■ **Set problem**: Omit the pictures, then write out every entry exactly as it reads.

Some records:
——————————
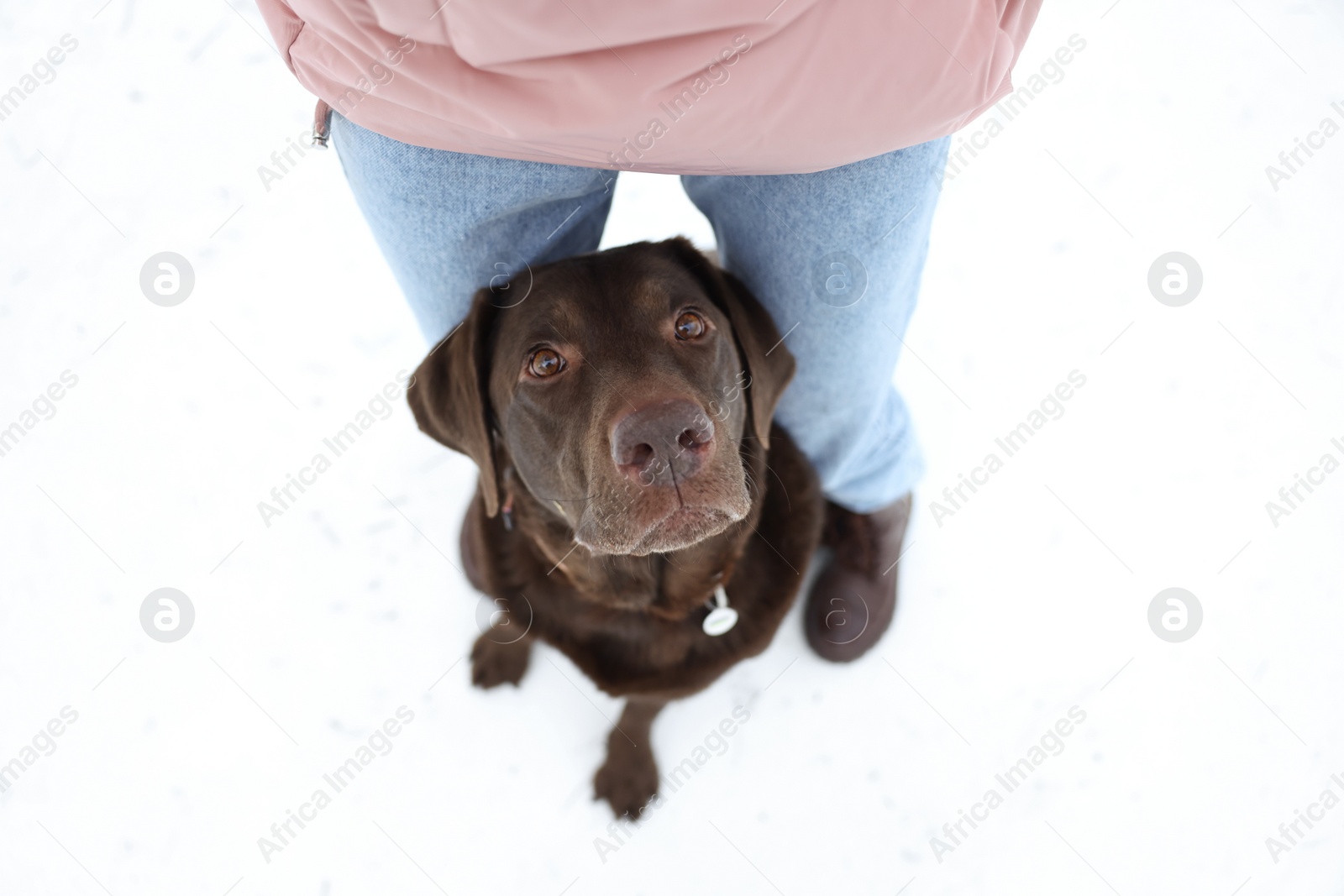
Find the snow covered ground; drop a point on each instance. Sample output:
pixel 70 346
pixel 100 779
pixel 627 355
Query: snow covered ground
pixel 1027 606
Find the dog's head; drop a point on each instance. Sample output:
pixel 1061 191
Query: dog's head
pixel 620 390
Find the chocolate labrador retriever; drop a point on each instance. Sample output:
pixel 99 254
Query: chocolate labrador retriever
pixel 636 508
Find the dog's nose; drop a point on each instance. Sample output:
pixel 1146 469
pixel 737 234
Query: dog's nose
pixel 663 443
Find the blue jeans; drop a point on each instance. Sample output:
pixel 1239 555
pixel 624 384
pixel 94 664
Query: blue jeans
pixel 833 255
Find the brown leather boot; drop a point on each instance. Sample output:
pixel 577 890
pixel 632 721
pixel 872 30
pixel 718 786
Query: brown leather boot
pixel 855 597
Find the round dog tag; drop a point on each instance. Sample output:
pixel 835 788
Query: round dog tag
pixel 722 617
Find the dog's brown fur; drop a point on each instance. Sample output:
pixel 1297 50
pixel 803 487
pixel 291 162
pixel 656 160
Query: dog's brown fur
pixel 566 564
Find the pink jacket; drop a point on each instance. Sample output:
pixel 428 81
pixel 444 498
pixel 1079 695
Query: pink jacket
pixel 696 86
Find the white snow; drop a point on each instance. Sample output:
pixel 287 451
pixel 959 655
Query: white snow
pixel 1032 600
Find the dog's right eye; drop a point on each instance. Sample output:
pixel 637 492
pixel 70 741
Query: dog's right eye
pixel 544 362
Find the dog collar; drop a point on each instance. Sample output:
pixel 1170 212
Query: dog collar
pixel 722 617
——————————
■ **Correct output**:
Find the snow covered ground; drop a point on each instance. Sample output:
pixel 70 346
pixel 100 779
pixel 627 355
Query: snow covered ground
pixel 1027 606
Find the dog's head; drop a point on each instance. Sample output:
pixel 1061 191
Query: dog's head
pixel 620 390
Find the chocolate labrador retriever; drop a point on each instance. Sample output:
pixel 99 254
Query: chocolate labrador retriever
pixel 636 508
Find the dog's nose; drop a point on each instance. Sample output:
pixel 1146 469
pixel 737 234
Query: dog's nose
pixel 663 443
Find the blue jeans; drop a point on each instance. Sample output:
pixel 1239 555
pixel 624 384
pixel 94 664
Query: blue jeans
pixel 833 255
Find the brown leather boot; drop a point on each instance. Sample output:
pixel 577 890
pixel 632 721
pixel 872 30
pixel 718 786
Query: brown leather boot
pixel 855 597
Find the round dog tag; drop a point on each instance. Sample output:
pixel 835 788
Query: round dog tag
pixel 722 617
Find the dog's brown fur; drop a point on each instance. Sample output:
pixel 1297 50
pixel 803 487
pixel 291 162
pixel 656 160
Query: dog's brown fur
pixel 566 564
Find the pink jacket; drop a point on each instance. Sample output:
pixel 428 81
pixel 444 498
pixel 1079 695
Query: pink jacket
pixel 696 86
Find the white snow; drop a point on each instance. Sample output:
pixel 287 451
pixel 959 655
Query: white snow
pixel 1032 600
Find the dog's right eye; drop a point on each instance. Sample output:
pixel 637 492
pixel 70 741
Query: dog's right eye
pixel 544 362
Find the dog collar; drop a point on each instance. Sample output:
pixel 1170 212
Query: dog collar
pixel 722 617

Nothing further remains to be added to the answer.